- _WHAT IS REQUIRED_:
Convert the records below into a Markdown table with two columns, Row and Text. Give each line its own numbered row and leave out any blank lines.

━━━━━━

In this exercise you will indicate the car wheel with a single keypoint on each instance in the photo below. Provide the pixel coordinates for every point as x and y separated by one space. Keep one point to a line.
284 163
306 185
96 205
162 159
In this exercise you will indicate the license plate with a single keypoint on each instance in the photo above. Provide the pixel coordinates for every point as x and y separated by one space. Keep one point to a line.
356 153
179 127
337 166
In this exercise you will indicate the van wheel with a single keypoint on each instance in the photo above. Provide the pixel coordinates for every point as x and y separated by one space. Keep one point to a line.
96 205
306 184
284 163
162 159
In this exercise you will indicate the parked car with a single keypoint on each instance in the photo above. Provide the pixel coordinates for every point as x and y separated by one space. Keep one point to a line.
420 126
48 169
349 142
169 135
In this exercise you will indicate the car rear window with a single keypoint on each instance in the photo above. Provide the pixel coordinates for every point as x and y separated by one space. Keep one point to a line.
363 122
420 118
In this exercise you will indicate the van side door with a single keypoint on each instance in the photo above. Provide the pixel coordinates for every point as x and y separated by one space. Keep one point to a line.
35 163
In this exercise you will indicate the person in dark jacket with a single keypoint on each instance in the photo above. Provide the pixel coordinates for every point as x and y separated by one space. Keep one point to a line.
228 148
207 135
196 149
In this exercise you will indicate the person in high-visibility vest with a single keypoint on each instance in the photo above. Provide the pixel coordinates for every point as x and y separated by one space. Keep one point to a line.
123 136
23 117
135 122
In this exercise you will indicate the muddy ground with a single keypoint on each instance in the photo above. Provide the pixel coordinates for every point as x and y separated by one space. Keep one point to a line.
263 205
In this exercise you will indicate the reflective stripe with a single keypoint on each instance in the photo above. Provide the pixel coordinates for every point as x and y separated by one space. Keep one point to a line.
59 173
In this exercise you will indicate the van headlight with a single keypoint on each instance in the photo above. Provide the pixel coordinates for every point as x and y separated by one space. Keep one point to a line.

━━━━━━

- _THE RESPONSE_:
| Row | Text |
|---|---|
| 1 | In this exercise you will indicate the car wheel with a single keypoint on each instance in the photo below. Provide the pixel coordinates for every point as x and y separated by one space. Keep one point to a line. |
| 2 | 284 163 |
| 3 | 306 185 |
| 4 | 96 205 |
| 5 | 162 159 |
| 6 | In this exercise you will indicate the license plate with a single keypoint on each instance in the photo above. Provide the pixel coordinates for every point as x and y separated by one space. Keep one point to a line. |
| 7 | 356 153 |
| 8 | 179 127 |
| 9 | 337 166 |
| 10 | In this exercise you will indicate the van wheel with a single keypoint on each instance in the photo above. Provide the pixel coordinates for every point as x and y separated by one space. Keep one point to a line. |
| 11 | 96 205 |
| 12 | 306 184 |
| 13 | 284 163 |
| 14 | 162 159 |
| 15 | In this exercise you will indicate the parked car with a single keypoint on each instance in the photo above. Provide the pixel coordinates for every point as x and y separated by one space. Keep one point to a line. |
| 16 | 420 126 |
| 17 | 48 169 |
| 18 | 349 142 |
| 19 | 169 135 |
| 20 | In this exercise you will indicate the car rear window with a single keypoint on each instance in the photo above. Provide the pixel coordinates for every point as x and y separated by one space. Keep one point to a line. |
| 21 | 363 122 |
| 22 | 420 118 |
| 23 | In this exercise you will indicate the van side door with a single keypoint on each instance in the photo above. Provide the pixel coordinates for every point as x and y separated by one space. Keep one point to a line. |
| 24 | 35 163 |
| 25 | In this exercise you will indicate the person in dark jacket with a single keypoint on each instance in the photo above. Provide the pixel coordinates for every point as x and y separated by one space. Keep one point to a line. |
| 26 | 228 148 |
| 27 | 207 135 |
| 28 | 196 149 |
| 29 | In this exercise you will indicate the person in high-visibility vest with a single keypoint on each instance in the photo above. Provide the pixel coordinates for every point as x and y separated by one space. Keep one point to a line. |
| 30 | 123 136 |
| 31 | 23 117 |
| 32 | 135 122 |
| 33 | In this exercise you will indicate the muddy ground with a single keypoint on each instance in the photo above. Provide the pixel coordinates for every point as x and y separated by one space. Keep one point to a line. |
| 34 | 263 205 |
| 35 | In this exercise you will indicate the reflective stripe with a single keypoint on each instance in the photo above. Provide the pixel coordinates for every point as x and y separated by one space. Keep one point to a line. |
| 36 | 59 173 |
| 37 | In this exercise you will indicate the van headlight with a single keypoint on each instance in the photo above. Provide the pixel coordinates for every point as x and y separated by one space. Keep one point to a line. |